→ GOAL
Please resume the excerpt on the history of Linux filesystems, picking up right after its final sentence.

→ EXCERPT
::::::

Last, we present performance measurements made on Linux and BSD filesystems
and we conclude with the current status of Ext2fs and the future directions.

\section {History of Linux filesystems}
\label {section:history}

	In its very early days, Linux was cross-developed under the Minix
operating system. It was easier to share disks between the two systems than
to design a new filesystem, so Linus Torvalds decided to implement support
for the Minix filesystem in Linux. The Minix filesystem was an efficient
and relatively bug-free piece of software.

	However, the restrictions in the design of the Minix
filesystem were too limiting, so people started thinking and working on
the implementation of new filesystems in Linux.

	In order to ease the addition of new filesystems into
the Linux kernel, a Virtual File System (VFS) layer was developed.  The VFS
layer was initially written by Chris Provenzano, and later rewritten by
Linus Torvalds before it was integrated into the Linux kernel.  It will
be described in section~\ref {section:vfs} of this paper.

::::::

→ SUPPLIED INFORMATION
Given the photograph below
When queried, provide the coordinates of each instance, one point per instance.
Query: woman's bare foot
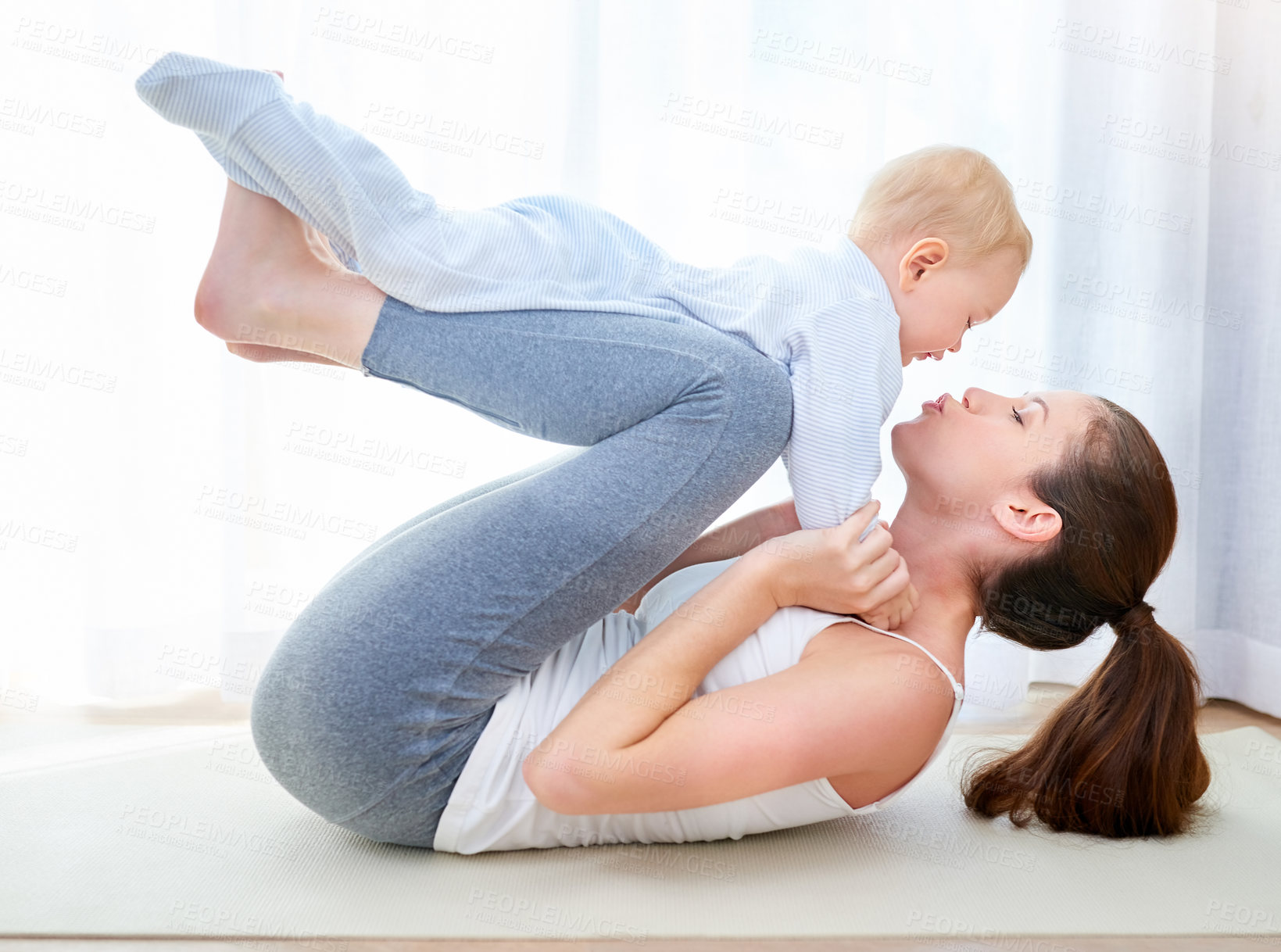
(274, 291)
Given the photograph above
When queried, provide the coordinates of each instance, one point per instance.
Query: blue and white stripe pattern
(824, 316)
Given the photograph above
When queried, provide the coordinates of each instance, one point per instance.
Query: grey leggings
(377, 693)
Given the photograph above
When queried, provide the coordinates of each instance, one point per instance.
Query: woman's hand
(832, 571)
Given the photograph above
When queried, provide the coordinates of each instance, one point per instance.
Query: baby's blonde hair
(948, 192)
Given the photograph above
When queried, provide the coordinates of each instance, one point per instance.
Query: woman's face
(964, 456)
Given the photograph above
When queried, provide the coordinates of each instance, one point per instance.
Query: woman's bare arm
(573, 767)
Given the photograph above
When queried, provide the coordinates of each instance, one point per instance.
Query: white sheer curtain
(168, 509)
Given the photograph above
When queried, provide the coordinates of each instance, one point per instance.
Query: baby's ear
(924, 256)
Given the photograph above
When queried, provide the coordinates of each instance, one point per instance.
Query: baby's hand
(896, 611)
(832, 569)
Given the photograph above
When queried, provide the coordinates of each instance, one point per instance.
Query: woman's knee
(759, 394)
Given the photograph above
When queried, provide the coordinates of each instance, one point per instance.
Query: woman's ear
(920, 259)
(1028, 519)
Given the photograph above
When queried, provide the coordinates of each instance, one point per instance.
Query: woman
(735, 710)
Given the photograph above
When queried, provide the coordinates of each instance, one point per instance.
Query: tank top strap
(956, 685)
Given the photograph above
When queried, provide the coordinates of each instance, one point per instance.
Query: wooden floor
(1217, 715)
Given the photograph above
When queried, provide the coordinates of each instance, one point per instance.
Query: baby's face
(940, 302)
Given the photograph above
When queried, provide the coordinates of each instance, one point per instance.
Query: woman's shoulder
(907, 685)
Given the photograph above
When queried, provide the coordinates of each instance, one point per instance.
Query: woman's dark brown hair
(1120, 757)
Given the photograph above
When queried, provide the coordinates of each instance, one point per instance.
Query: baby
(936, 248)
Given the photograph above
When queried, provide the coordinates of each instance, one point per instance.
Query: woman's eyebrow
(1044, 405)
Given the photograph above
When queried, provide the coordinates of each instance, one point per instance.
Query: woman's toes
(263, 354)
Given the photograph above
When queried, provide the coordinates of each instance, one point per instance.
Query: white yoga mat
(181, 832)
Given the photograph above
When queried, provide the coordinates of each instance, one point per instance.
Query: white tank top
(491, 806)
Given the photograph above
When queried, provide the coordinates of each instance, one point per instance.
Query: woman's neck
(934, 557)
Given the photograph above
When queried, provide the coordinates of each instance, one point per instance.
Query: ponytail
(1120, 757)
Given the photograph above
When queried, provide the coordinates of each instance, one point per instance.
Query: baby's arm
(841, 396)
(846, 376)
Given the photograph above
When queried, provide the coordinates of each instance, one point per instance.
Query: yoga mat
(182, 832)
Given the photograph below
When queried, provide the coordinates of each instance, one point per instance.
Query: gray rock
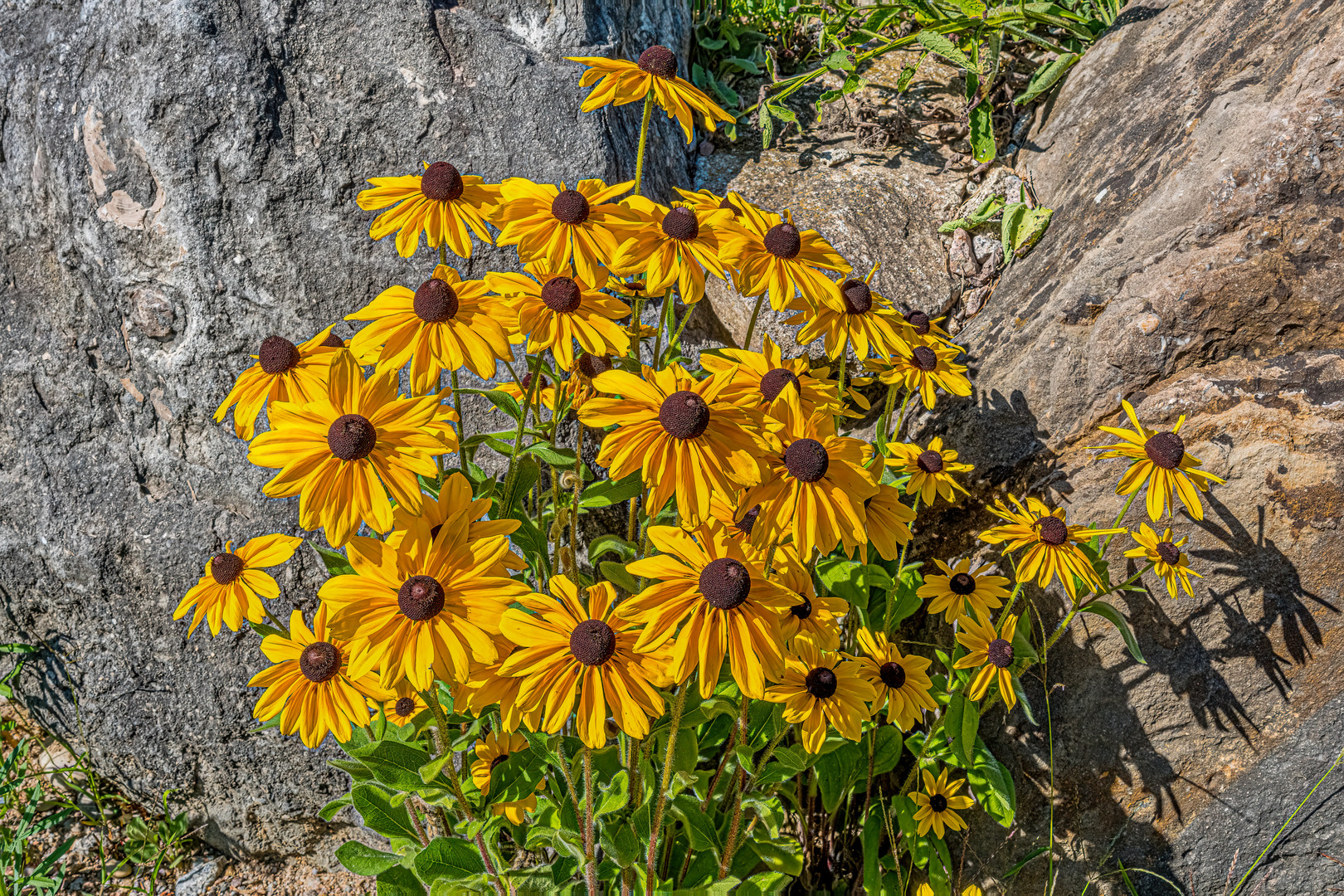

::::::

→ RESULT FOR THIS EXERCISE
	After the integration of the VFS in the kernel, a new filesystem,
called the ``Extended File System'' was implemented in April 1992
and added to Linux 0.96c. This new filesystem removed the two big Minix
limitations: its maximal size was 2 giga bytes and the maximal file name
size was 255 characters. It was an improvement over the Minix filesystem but
some problems were still present in it. There was no support for the
separate access, inode modification, and data modification timestamps. The
filesystem used linked lists to keep track of free blocks and inodes and
this produced bad performances: as the filesystem was used, the lists became
unsorted and the filesystem became fragmented.

	As a response to these problems, two new filesytems were released
in Alpha version in January 1993: the Xia filesystem and the Second Extended
File System. The Xia filesystem was heavily based on the Minix filesystem
kernel code and only added a few improvements over this filesystem. Basically,
it provided long file names, support for bigger partitions and support for
the three timestamps. On the other hand, Ext2fs was based on the Extfs code
with
many reorganizations and many improvements. It had been designed with evolution
in mind and contained space for future improvements. It will be described with
more details in section~\ref {section:ext2fs}.

	When the two new filesystems were first released, they
provided essentially the same features. Due to its minimal design,
Xia fs was more stable than Ext2fs.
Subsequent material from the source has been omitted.